GIVEN EXERCISE —
Write out the records below again, changing every "drop a marker" to "place a dot" and keeping everything else the same.

RECORDS FOR THIS EXERCISE —
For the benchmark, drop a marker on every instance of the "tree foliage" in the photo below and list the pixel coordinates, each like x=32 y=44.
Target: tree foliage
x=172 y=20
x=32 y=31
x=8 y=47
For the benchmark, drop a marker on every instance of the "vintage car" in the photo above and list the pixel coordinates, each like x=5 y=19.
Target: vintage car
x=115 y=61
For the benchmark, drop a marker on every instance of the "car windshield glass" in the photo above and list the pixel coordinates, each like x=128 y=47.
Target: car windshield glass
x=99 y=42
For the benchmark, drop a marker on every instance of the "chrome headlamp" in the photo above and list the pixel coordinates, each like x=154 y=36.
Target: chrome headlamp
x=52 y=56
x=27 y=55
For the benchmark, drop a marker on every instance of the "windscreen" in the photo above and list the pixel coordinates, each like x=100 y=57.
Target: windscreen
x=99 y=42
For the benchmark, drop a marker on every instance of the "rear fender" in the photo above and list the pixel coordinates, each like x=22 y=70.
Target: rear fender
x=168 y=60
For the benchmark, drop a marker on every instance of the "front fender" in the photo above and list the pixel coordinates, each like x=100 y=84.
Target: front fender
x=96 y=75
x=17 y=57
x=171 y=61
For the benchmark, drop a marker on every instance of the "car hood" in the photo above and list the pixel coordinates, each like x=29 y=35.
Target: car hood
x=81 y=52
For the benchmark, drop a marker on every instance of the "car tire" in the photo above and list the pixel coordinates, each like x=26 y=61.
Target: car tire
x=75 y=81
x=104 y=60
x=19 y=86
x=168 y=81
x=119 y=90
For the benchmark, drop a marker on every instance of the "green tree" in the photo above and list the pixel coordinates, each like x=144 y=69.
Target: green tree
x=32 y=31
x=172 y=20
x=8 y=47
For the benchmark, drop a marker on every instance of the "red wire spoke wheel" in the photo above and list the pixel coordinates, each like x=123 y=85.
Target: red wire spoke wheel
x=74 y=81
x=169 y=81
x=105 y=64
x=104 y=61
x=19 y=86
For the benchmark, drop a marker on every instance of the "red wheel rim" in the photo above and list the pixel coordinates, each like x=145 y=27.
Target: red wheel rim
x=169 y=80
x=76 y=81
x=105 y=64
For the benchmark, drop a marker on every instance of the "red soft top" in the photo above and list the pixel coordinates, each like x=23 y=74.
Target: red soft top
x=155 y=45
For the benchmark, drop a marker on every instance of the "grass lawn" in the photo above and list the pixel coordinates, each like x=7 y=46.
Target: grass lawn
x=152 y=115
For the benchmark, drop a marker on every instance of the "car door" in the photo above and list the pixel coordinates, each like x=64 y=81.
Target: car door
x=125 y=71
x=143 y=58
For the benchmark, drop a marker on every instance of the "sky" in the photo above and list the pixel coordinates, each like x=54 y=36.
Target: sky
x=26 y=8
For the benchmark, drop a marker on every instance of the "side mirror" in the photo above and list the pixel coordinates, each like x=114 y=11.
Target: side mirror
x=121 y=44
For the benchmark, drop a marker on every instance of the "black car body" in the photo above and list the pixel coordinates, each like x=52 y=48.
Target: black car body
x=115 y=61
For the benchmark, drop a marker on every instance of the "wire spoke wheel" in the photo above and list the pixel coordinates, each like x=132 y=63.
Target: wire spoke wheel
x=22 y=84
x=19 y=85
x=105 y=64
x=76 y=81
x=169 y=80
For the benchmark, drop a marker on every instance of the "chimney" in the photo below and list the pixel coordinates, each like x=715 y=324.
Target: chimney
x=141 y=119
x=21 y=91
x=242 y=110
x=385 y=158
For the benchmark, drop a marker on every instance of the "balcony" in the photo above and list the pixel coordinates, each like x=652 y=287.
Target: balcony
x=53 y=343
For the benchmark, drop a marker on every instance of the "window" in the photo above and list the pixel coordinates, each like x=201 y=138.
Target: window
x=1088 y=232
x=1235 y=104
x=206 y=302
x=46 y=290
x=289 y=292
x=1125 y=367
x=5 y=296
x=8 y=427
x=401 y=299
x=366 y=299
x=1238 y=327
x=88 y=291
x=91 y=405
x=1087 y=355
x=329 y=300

WORKED ANSWER —
For the benchmark, place a dot on every instance of the "tree foliage" in the photo below and list the pixel coordinates, each like x=32 y=44.
Target: tree foliage
x=172 y=20
x=32 y=31
x=8 y=47
For the benchmark, place a dot on every instance of the "vintage car" in the photo above and list the pixel coordinates, each like x=5 y=19.
Target: vintage car
x=115 y=61
For the benchmark, place a dot on every instance of the "car windshield glass" in the photo above and list the pixel coordinates, each like x=128 y=47.
Target: car windshield glass
x=99 y=42
For the benchmark, place a dot on every instance of the "chrome headlamp" in the photo above and list the pixel coordinates, each like x=154 y=36.
Target: chrome headlamp
x=52 y=56
x=27 y=55
For the benchmark, place a dot on every instance of the "windscreen" in the photo above and list the pixel coordinates, each like x=100 y=57.
Target: windscreen
x=99 y=42
For the benchmark, place a dot on every instance of the "rear fender" in the photo above and list the pixel coordinates, each like x=22 y=70.
Target: rear fender
x=168 y=60
For the benchmark, place a dot on every instance of the "front fender" in the photo above and list the pixel coordinates, each like x=100 y=84.
Target: front fender
x=96 y=75
x=17 y=57
x=171 y=61
For the benchmark, place a dot on every instance of the "car hood" in the photo above and list the pixel coordinates, each like x=29 y=35.
Target: car hood
x=81 y=52
For the benchmark, place a dot on every instance of the "car tire" in the photo above and list the pixel coordinates, each like x=26 y=61.
Target: car tire
x=75 y=81
x=104 y=60
x=19 y=86
x=168 y=81
x=119 y=90
For the benchmark, place a dot on every instance of the "green tree" in the photo above and list the pixel coordinates, each like x=144 y=69.
Target: green tree
x=32 y=31
x=172 y=20
x=8 y=47
For the benchmark, place a dot on every instance of the "red wire spoke wheel" in the photo above and list the pixel coordinates, each like x=123 y=85.
Target: red wire spoke wheel
x=74 y=81
x=169 y=81
x=105 y=64
x=104 y=61
x=19 y=86
For the benchmark, place a dot on every instance of the "red wheel rim" in the photo above and list the pixel coordinates, each like x=145 y=27.
Target: red wheel rim
x=169 y=80
x=76 y=81
x=105 y=64
For the benchmark, place a dot on every instance of the "red soft top" in the photo above and list the pixel coordinates, each like x=23 y=74.
Target: red soft top
x=155 y=45
For the benchmark, place a dot on every instance of the "grass lawn" in the photo above and list the pixel coordinates, each like x=7 y=46.
Target: grass lawn
x=152 y=115
For the benchmark, place a dot on every instance of the "car door" in the photo above and list the pixel coordinates, each like x=64 y=81.
Target: car door
x=125 y=71
x=143 y=58
For the benchmark, place a dot on every instance of the "sky" in the photo above and list the pixel coordinates, each like x=54 y=36.
Target: sky
x=26 y=8
For the benchmark, place a dot on every instance of the "side mirror" in the photo above and list the pixel coordinates, each like x=114 y=11.
Target: side mirror
x=121 y=44
For the benchmark, place a dot on every instance of the "black car body" in the photo above and list the pixel coordinates, each like x=52 y=48.
Target: black car body
x=115 y=61
For the benchmark, place a dot on every instance of the "wire spoke wheel" in the photo above and list the pixel coordinates, each like x=132 y=63.
Target: wire spoke wheel
x=22 y=84
x=19 y=85
x=105 y=64
x=76 y=81
x=169 y=80
For the benchmark, place a dot on every instance of the "chimney" in the photo below and list the pixel coordinates, each like x=715 y=324.
Target: chimney
x=141 y=119
x=21 y=91
x=242 y=110
x=385 y=158
For the benchmark, place a dot on every instance of the "balcony" in the photo above and list the pixel coordinates, each like x=652 y=287.
Target: balcony
x=53 y=343
For the benchmark, place a dot on every instance of the "window" in the photo above and list the pixel coordinates, each like x=201 y=138.
Target: window
x=1088 y=232
x=1235 y=104
x=206 y=302
x=46 y=290
x=289 y=292
x=1125 y=367
x=5 y=296
x=8 y=427
x=401 y=299
x=366 y=299
x=1238 y=327
x=88 y=291
x=91 y=405
x=1087 y=355
x=329 y=300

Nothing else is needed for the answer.